=== Supplied information ===
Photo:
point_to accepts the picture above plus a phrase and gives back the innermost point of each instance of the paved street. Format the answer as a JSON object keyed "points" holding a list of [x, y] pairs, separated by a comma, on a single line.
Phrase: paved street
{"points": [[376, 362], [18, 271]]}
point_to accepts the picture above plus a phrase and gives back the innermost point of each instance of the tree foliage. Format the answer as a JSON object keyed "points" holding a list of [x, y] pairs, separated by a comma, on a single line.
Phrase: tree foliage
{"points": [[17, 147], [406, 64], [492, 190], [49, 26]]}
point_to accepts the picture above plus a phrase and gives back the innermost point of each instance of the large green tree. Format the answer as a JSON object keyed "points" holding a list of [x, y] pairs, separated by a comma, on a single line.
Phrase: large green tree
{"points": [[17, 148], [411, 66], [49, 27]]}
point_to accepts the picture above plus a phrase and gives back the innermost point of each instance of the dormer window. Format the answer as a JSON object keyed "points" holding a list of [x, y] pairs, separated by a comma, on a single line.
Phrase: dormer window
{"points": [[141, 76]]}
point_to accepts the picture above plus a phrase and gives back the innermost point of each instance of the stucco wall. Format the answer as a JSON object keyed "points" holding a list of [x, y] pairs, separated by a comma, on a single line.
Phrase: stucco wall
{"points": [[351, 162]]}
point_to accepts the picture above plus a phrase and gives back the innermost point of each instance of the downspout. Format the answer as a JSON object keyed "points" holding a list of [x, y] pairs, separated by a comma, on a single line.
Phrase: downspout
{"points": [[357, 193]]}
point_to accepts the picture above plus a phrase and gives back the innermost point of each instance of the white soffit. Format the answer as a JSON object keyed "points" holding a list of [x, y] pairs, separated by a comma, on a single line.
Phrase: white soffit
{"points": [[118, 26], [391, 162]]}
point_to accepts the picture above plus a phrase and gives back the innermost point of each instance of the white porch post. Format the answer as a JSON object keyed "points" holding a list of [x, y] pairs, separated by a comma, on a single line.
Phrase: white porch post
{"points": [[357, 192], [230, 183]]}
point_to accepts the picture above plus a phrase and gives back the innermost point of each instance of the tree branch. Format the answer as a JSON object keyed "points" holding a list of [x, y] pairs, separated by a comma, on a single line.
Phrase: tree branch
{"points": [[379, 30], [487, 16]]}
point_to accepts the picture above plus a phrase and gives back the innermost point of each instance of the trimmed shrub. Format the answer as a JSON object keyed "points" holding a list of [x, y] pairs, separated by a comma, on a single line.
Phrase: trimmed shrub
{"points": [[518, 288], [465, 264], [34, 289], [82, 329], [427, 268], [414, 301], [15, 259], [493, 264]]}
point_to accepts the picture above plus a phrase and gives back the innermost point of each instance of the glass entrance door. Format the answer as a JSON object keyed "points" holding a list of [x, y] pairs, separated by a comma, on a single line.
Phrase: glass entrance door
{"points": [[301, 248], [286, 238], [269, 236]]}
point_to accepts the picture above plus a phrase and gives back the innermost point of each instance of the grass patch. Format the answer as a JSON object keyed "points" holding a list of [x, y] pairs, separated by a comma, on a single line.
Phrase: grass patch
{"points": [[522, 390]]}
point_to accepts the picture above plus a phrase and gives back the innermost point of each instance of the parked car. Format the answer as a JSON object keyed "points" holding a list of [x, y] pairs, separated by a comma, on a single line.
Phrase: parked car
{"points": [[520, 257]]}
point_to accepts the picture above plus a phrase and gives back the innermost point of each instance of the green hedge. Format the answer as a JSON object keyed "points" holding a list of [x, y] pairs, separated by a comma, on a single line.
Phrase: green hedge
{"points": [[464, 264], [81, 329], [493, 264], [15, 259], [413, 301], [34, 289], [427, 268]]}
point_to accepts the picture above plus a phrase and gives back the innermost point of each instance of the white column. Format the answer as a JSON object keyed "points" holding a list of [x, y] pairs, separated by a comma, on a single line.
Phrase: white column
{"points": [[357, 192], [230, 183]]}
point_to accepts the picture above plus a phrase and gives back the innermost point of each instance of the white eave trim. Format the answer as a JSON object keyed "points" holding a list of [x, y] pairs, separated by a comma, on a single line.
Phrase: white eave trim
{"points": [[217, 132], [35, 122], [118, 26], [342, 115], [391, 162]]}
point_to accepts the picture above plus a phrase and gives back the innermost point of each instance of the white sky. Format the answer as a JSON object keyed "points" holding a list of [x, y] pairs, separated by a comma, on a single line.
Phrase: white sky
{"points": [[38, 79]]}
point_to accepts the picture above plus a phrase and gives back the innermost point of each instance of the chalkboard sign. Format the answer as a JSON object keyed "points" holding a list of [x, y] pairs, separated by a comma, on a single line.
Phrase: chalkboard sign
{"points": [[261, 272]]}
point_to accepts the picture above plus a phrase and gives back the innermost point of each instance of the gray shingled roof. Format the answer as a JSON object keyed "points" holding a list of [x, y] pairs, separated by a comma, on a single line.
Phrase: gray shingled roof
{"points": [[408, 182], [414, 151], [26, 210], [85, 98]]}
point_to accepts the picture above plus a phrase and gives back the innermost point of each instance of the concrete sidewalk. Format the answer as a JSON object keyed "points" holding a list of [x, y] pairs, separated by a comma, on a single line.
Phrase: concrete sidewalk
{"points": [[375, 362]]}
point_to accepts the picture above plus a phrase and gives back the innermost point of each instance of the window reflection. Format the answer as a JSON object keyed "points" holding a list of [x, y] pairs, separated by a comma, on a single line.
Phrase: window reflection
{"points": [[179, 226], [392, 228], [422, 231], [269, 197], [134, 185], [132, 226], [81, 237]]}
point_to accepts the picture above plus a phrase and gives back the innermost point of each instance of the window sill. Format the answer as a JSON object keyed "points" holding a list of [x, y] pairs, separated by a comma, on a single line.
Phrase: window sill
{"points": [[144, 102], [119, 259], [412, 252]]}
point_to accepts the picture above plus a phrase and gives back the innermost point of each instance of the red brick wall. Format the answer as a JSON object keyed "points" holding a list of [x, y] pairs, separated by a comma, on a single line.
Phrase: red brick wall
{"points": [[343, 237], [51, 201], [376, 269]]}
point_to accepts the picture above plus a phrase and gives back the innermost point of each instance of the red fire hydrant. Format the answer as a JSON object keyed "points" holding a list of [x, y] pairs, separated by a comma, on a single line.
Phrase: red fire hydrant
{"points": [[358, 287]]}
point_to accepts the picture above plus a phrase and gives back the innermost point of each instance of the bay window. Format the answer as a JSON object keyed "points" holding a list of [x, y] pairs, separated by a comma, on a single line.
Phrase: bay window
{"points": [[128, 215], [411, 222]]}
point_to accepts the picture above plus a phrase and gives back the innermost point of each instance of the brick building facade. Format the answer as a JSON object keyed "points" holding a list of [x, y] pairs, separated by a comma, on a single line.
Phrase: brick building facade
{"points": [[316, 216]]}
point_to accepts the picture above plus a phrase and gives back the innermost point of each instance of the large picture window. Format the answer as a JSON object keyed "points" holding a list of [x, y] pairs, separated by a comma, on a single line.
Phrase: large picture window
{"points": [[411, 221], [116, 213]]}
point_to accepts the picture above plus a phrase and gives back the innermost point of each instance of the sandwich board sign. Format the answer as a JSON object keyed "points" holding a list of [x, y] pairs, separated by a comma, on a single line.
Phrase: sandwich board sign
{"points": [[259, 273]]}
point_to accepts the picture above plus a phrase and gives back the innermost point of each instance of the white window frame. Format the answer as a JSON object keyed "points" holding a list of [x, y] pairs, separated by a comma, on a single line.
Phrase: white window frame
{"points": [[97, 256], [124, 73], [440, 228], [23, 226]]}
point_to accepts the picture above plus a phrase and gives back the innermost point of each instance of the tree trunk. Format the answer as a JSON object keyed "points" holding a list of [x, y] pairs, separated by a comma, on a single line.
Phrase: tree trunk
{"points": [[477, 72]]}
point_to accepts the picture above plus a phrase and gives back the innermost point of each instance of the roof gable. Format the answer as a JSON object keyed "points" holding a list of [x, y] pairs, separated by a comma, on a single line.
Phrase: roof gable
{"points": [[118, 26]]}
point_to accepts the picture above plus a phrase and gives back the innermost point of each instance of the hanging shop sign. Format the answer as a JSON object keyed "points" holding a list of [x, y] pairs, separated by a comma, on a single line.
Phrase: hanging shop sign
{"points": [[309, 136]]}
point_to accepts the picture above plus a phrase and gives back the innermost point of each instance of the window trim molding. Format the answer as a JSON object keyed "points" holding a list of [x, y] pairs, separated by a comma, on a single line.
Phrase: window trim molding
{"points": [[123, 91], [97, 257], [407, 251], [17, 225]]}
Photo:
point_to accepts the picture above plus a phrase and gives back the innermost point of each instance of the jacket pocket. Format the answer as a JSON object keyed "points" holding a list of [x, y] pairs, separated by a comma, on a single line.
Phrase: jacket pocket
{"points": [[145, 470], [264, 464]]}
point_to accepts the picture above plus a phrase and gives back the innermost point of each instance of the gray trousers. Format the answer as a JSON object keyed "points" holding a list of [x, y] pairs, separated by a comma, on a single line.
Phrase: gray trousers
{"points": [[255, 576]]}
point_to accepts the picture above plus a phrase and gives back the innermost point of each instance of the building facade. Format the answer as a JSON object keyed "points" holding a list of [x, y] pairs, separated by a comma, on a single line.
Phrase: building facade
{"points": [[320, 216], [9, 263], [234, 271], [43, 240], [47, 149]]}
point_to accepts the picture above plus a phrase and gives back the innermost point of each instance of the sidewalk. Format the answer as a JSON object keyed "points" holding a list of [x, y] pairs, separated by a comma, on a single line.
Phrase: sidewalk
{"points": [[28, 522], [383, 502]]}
===
Task details -
In restating the data, begin at its first line, reproduce each line word for word, and conclude with the line that contains "of the dormer".

Output of the task -
Photo:
point_to accepts the picture above plus a phrase and gives back the innermost point of each instance of the paved street. Format the answer as a JSON object keyed "points" holding a list of [x, y] pairs, separated by a comma, on a single line.
Phrase: paved street
{"points": [[376, 362], [18, 271]]}
point_to accepts the picture above plus a phrase and gives back the innermost point of each instance of the tree foliage. Format the answer as a JSON object keyed "points" holding a list of [x, y] pairs, separated by a comma, on a single line.
Phrase: tree foliage
{"points": [[17, 147], [406, 64], [492, 190], [49, 26]]}
point_to accepts the picture above plus a phrase and gives back the innermost point of each instance of the large green tree. Format the answer as a JSON object keyed "points" holding a list of [x, y] pairs, separated by a comma, on a single line.
Phrase: large green tree
{"points": [[17, 148], [411, 66], [49, 27]]}
point_to accepts the picture above plus a phrase and gives back the innermost point of each instance of the dormer window. Format the answer as a JSON object keyed "points" holding a list of [x, y] pairs, separated by a comma, on a single line.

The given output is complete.